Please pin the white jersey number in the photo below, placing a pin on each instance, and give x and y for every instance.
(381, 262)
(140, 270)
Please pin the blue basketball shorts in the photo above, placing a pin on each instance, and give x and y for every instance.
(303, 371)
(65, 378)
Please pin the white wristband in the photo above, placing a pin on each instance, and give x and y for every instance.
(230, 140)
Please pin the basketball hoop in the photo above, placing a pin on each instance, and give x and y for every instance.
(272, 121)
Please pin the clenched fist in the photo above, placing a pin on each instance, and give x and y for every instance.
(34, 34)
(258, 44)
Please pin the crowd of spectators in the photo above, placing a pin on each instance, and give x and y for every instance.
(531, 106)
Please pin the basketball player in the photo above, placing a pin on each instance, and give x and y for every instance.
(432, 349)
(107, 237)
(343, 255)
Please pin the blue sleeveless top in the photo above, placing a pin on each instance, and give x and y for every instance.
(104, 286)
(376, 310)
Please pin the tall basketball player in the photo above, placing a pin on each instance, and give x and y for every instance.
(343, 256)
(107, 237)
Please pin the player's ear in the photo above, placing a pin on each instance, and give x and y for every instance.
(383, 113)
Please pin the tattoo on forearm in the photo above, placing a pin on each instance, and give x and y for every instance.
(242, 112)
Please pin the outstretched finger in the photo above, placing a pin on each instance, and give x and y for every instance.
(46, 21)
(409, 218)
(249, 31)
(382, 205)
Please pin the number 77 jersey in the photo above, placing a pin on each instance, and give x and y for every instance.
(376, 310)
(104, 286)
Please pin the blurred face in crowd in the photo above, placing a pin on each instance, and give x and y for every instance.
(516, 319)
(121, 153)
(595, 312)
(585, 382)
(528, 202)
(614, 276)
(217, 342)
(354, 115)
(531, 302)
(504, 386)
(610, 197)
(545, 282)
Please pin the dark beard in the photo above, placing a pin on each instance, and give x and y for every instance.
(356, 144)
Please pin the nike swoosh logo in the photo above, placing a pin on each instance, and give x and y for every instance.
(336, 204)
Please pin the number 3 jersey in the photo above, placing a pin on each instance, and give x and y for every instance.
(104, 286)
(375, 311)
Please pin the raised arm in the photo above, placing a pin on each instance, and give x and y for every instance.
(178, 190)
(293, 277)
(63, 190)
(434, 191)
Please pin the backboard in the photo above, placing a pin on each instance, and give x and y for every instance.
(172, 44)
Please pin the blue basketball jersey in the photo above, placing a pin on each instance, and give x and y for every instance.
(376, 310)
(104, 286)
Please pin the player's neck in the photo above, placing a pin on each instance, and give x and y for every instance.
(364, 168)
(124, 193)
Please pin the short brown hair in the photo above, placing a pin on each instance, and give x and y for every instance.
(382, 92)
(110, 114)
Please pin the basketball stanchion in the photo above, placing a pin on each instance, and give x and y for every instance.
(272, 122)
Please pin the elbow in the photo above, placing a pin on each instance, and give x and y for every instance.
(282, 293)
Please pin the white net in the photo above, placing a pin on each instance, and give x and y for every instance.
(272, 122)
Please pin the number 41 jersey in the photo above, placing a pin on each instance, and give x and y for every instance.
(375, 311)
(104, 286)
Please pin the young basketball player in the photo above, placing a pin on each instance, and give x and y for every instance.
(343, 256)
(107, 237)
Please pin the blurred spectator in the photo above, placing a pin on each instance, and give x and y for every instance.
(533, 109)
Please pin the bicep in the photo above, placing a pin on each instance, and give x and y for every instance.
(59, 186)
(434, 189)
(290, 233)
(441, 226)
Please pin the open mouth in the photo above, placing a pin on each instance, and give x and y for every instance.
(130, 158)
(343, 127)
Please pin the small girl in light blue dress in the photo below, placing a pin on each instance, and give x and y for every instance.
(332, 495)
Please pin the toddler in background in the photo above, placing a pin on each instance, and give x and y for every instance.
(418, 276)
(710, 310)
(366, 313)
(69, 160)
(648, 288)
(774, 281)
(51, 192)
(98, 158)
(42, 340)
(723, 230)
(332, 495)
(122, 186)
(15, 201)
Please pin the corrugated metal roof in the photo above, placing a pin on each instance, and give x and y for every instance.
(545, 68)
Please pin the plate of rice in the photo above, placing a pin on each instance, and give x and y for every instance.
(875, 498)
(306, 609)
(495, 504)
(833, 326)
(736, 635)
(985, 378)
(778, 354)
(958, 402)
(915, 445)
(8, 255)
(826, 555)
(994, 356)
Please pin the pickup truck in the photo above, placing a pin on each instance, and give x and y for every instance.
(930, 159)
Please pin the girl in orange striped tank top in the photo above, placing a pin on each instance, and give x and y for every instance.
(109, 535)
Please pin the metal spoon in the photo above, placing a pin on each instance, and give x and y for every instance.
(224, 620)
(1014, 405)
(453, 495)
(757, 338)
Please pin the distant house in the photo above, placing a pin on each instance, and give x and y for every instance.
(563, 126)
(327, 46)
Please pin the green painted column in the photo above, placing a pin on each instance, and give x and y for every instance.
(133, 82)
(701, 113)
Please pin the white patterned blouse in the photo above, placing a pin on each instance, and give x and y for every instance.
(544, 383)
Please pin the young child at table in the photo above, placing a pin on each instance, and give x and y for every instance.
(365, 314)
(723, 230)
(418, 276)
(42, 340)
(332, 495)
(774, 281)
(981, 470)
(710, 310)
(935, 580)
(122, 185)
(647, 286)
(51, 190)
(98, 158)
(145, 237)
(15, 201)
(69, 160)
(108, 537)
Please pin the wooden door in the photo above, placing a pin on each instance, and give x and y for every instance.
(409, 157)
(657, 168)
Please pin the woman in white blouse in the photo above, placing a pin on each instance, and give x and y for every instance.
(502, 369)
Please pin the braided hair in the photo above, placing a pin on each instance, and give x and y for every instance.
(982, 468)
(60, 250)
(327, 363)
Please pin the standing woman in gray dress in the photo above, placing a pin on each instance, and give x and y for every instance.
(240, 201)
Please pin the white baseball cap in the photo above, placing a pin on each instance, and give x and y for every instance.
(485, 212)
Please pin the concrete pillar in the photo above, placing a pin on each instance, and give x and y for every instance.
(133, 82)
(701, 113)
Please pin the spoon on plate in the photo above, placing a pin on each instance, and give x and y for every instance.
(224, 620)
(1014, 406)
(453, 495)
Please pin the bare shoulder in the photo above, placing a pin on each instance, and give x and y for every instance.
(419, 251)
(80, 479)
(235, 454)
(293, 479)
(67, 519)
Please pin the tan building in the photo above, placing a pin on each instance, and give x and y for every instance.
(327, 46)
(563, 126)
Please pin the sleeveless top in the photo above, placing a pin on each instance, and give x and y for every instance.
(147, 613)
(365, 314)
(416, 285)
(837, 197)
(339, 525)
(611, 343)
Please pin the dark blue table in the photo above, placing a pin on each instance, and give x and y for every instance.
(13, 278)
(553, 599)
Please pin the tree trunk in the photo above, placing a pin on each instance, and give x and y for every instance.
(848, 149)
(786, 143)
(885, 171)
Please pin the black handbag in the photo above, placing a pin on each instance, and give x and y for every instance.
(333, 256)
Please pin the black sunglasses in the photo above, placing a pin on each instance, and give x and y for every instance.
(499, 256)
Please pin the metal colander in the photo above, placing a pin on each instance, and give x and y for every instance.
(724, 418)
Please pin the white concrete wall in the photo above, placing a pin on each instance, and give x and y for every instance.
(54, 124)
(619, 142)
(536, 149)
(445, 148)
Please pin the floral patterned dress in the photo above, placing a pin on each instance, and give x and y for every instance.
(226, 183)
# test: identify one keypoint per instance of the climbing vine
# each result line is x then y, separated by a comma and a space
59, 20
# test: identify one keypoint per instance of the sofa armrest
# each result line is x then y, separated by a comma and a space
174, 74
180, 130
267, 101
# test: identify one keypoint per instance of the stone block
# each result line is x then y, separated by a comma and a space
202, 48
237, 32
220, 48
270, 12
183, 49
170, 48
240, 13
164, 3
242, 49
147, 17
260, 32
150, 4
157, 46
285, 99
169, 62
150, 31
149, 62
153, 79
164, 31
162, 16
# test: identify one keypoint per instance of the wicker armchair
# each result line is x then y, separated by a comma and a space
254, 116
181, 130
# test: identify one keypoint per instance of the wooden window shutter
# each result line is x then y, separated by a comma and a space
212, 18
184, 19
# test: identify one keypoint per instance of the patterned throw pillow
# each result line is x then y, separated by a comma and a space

■ EXERCISE DIRECTIONS:
Pick out and copy the lines of the entries that hold the string "identify".

■ REPLY:
# test: identify one keypoint per instance of the climbing vine
# test: identify one keypoint per instance of the sofa armrest
# test: identify one keypoint per instance of the stone block
# test: identify one keypoint per instance of the wicker armchair
# test: identify one keypoint per instance of the wooden window shutter
# test: identify one keypoint per instance of the patterned throw pillow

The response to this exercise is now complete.